__SOURCE__:
*****

This notebook completed the following preprocessing steps:

1. **Data Loading**: Loaded the fixed games dataset (games_fixed.csv)

2. **Feature Selection**: 
   - Removed irrelevant features (URLs, images, identifiers)
   - Removed "cheat" features (post-launch metrics like Peak CCU, reviews, playtime)
   - Kept "About the game" text field untouched for future NLP processing
   - Parsed "Release date" into numeric features: Release_Year, Release_Month, Release_Day

3. **Target Variable Transformation**:
   - Removed rows with "0 - 0" estimated owners (noisy data)
   - Created categorical target variable `popularity_class` with 3 levels: Low, Medium, High
   - Removed original `Estimated owners` column

4. **Data Cleaning**:
   - Handled missing values using median imputation for numeric features
   - Handled missing values using mode imputation for categorical features
   - Dropped rows with remaining missing values (e.g., missing target)
   - Removed duplicate records

5. **Outlier Detection and Handling**:
   - Detected outliers using IQR method
   - Capped outliers to preserve data (Winsorization)

*****

__SUPPLIED ENTRIES__:
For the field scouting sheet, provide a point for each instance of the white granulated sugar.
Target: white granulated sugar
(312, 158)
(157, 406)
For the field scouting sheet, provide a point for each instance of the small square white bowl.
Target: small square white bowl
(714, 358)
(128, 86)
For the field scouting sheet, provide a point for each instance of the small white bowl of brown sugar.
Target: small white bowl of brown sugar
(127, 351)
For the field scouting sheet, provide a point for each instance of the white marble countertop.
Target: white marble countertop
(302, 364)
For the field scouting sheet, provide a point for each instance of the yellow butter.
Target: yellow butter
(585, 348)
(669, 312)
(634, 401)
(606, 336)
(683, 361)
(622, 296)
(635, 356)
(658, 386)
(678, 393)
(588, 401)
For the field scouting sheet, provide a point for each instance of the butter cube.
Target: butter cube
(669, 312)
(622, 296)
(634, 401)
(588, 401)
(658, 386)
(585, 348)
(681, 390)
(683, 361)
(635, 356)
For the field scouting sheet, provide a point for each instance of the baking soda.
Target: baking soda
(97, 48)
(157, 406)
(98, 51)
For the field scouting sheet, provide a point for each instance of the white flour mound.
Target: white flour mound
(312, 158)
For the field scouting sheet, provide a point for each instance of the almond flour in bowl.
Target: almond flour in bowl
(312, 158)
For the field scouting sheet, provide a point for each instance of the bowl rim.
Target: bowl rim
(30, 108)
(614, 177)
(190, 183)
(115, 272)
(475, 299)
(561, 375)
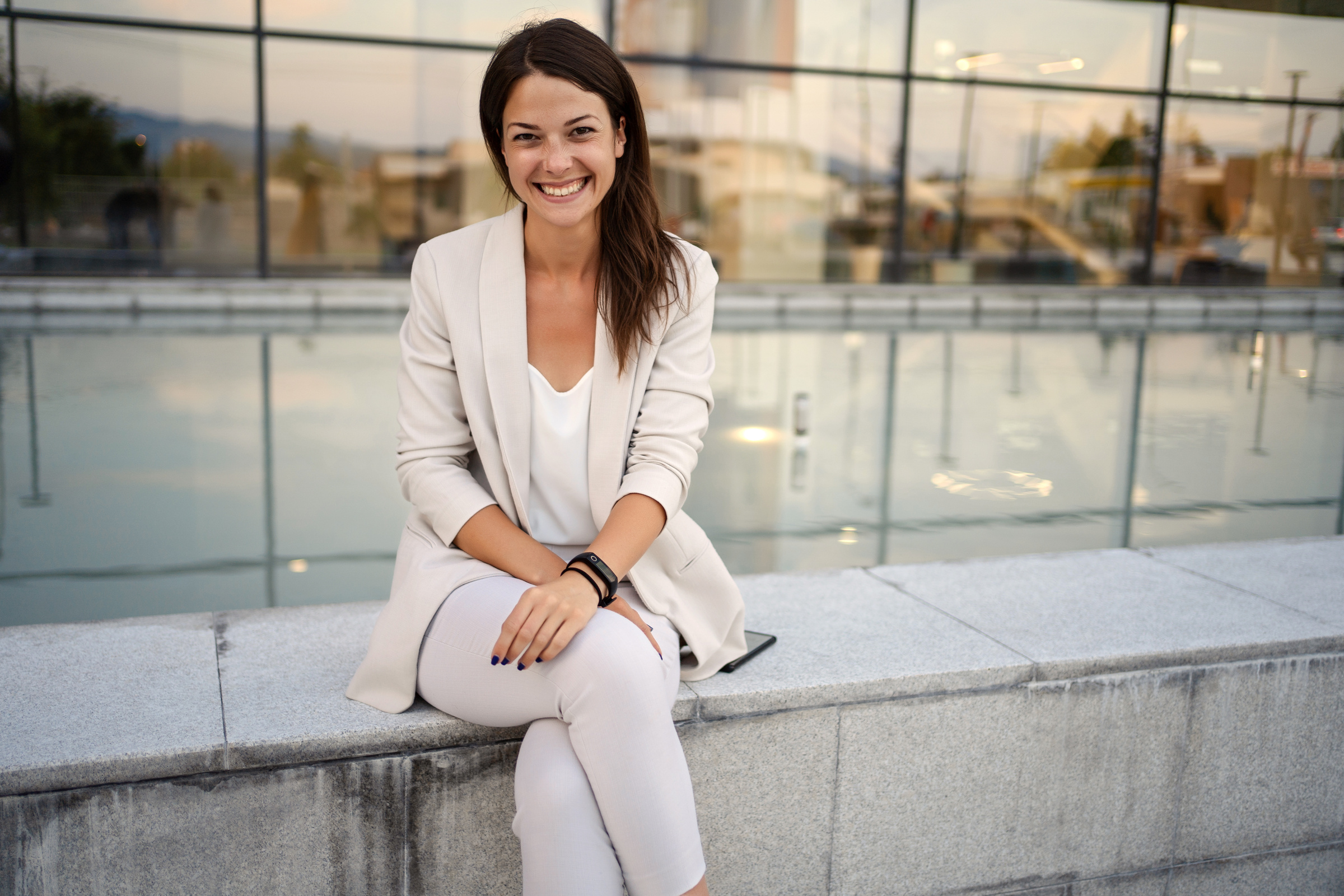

*****

__DIRECTIVES__:
1. According to the games preprocessing summary, what method was used to detect outliers?
2. Carry on the games preprocessing summary past its final line.
The data have no connection to the games preprocessing summary.

__THE ANSWERS__:
1. The IQR method.

2.
6. **Feature Engineering**:
   - Explicitly identified multi-value categorical features (Genres, Tags, Categories, Supported languages, Full audio languages)
   - Created binary features for top 15 values in each multi-value feature
   - Dropped original multi-value columns after encoding

7. **Feature Scaling**:
   - Applied StandardScaler only to continuous numeric features (price, DLC count, etc.)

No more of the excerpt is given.